───── Textauszug

# Suche Analyse-Tool



## finshu (14. April 2005)

Hallo zusammen,

ich bin auf der Suche nach einem Analyse-Tool für eine Webseite! D.h. soetwas wie Webalizer nur etwas umfangreicher, bzw. hier und da etwas detailierter! Hat jemand einen guten Tipp?

Danke und Grüße
Finshu


----------



## Arne Buchwald (14. April 2005)

Schon mal einen Blick auf AWStats geworfen?


----------



## aquasonic (14. April 2005)

AWStats  vielleicht?


----------



## aquasonic (14. April 2005)

Ach ich bin immer zu spät 

[Edit Arne]
Tja ... +g+


----------



## finshu (14. April 2005)

Hallo zusammen,

zweimal das gleich Tool empfohlen zu bekommen spricht ja für das Tool!

Kann man das Tool auch auf einem "normalen" Webspace laufen lassen, oder braucht man Besonderheiten, also z.B. Adminrechte?

Grüße Finshu


----------



## Arne Buchwald (14. April 2005)

Sofern du nicht statisch erzeugte HTML-Statistik-Dateien haben möchtest, müsstest du es auch auf normalen Webspace laufen lassen können. awstats' Kern ist schließlich ein Perl-Script.


----------



## finshu (14. April 2005)

... ich probiere es gleich mal aus!
Gibt es irgendwelche Fußangeln bei der Installation?

Grüße Finshu


----------



## Arne Buchwald (14. April 2005)

Konfiguration dauert halt einen Moment .... bzw. musst halt die beiliegende Dokumentation lesen, aber ansonsten ist's recht einfach zu installieren.


----------



## finshu (14. April 2005)

Super dann probiere ich es mal aus ...

Danke Finshu


----------



## Neurodeamon (14. April 2005)

Um das AwStats laufen zu lassen braucht man nur Zugriff auf die log-Dateien 
Ich kann es auch nur empfehlen - und es ist relativ einfach zu installieren (zur not gibt es eine Anleitung bei debianhowto (sollte auch auf anderen linux-systemen laufen) http://www.debianhowto.de/howtos/de/awstats/c_awstats.html


----------



## Mail-Browser (14. April 2005)

──────────

• _Arbeitsschritte_:
- A) Was ist laut dem Forumsthread über die Suche nach einem Analyse-Tool der Kern von awstats?
- B) Gib einen Teil aus dem Forumsthread über die Suche nach einem Analyse-Tool wörtlich wieder: Fang bei den Worten „## Neurodeamon (14.“ an und hör nach „Mail-Browser (14. April 2005)“ auf.
- C) Setze den Forumsthread über die Suche nach einem Analyse-Tool fort, direkt im Anschluss an seine letzte Zeile.

───── Datenauszüge

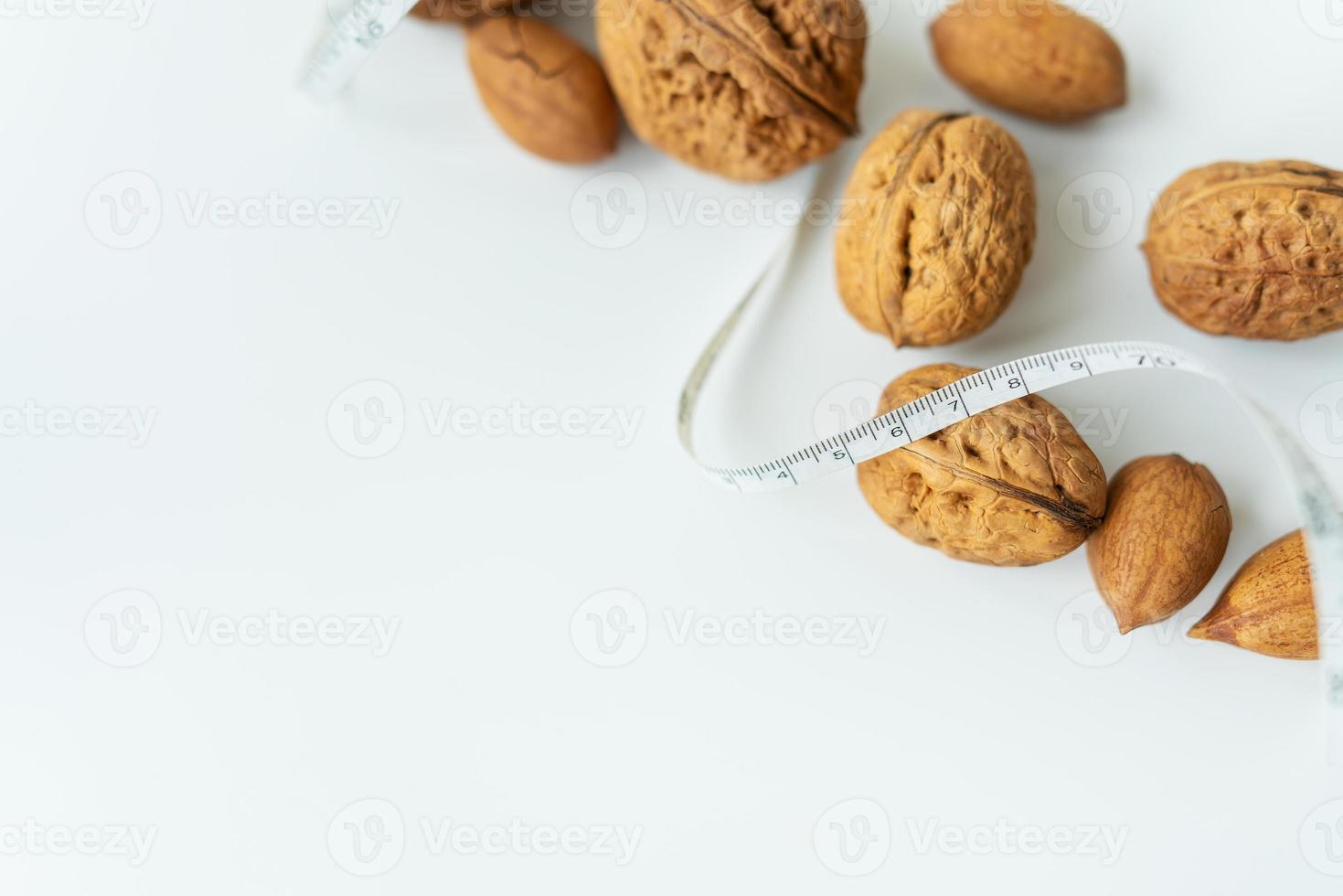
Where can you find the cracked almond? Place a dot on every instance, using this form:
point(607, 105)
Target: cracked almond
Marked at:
point(543, 89)
point(1269, 606)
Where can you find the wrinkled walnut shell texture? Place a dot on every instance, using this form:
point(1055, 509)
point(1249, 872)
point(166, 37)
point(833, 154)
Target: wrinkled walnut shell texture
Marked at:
point(939, 223)
point(1014, 485)
point(747, 89)
point(1268, 606)
point(1165, 534)
point(1034, 58)
point(543, 89)
point(1252, 251)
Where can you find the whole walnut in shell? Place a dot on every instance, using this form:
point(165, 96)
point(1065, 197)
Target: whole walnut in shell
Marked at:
point(747, 89)
point(1037, 58)
point(1251, 249)
point(1165, 534)
point(543, 89)
point(1268, 606)
point(938, 226)
point(1014, 485)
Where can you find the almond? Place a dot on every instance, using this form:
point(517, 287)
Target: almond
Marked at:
point(1037, 58)
point(543, 89)
point(1165, 534)
point(1268, 607)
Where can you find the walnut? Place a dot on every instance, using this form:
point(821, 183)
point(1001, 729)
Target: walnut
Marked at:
point(1165, 534)
point(938, 226)
point(1251, 249)
point(543, 89)
point(747, 89)
point(1014, 485)
point(1031, 57)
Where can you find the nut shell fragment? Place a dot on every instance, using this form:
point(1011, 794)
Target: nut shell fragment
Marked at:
point(1269, 606)
point(1165, 534)
point(1014, 485)
point(1251, 249)
point(938, 226)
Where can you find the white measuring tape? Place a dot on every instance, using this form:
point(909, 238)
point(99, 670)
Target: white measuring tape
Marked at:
point(975, 394)
point(352, 37)
point(361, 28)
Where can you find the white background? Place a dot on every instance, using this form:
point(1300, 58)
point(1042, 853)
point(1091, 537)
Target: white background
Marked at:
point(991, 696)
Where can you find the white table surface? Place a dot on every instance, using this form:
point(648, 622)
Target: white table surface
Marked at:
point(211, 480)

──────────

• _Lösungen zur Übung_:
- A) Ein Perl-Script.

- B)
## Neurodeamon (14. April 2005)

Um das AwStats laufen zu lassen braucht man nur Zugriff auf die log-Dateien 
Ich kann es auch nur empfehlen - und es ist relativ einfach zu installieren (zur not gibt es eine Anleitung bei debianhowto (sollte auch auf anderen linux-systemen laufen) http://www.debianhowto.de/howtos/de/awstats/c_awstats.html


----------



## Mail-Browser (14. April 2005)

- C)
Hallo zusammen,

soweit hat alles geklappt - allerdings hätte ich noch eine kleine Frage ...

... Wie kann ich einen Cronjob zur automatischen Abfrage anlegen?

Danke und Grüße
Finshu


----------



## wal (21. April 2005)

Hallo,

ich möchte nun keinen neuen Thread aufmachen, darum stelle ich einfach mal meine zwei Fragen hier:

a) Ich habe nun auch einmal AWStats angeschaut und installiert. Soweit auch ganz ok, nur mir fehlt der Link zu Updaten. Dies bedeutet, ich habe den Zusatnd "Zuletzt aktualisiert: Noch nie aktualisiert" - wie kann ich das ändern? Es kommt einfach kein Update Link oder soetwas?

b) Ich bin auf der Suche nach einem Analysetool das auch IIS Logfiles lesen kann. Es kann auch kommerziell sein, kennt jemand von euch ein gutes und sehr flexibles Tool?

Vielen Dank schon mal vorab für eure Antworten.


----------



## finshu (21. April 2005)

Hallo wal,

die Antwort zu a ist ...
AllowToUpdateStatsFromBrowser=1

Hast Du vielleicht schon was zu meinen Fragen hier gefunden ?
http://www.tutorials.de/tutorials201197.html

Grüße Finshu


----------



## Neurodeamon (21. April 2005)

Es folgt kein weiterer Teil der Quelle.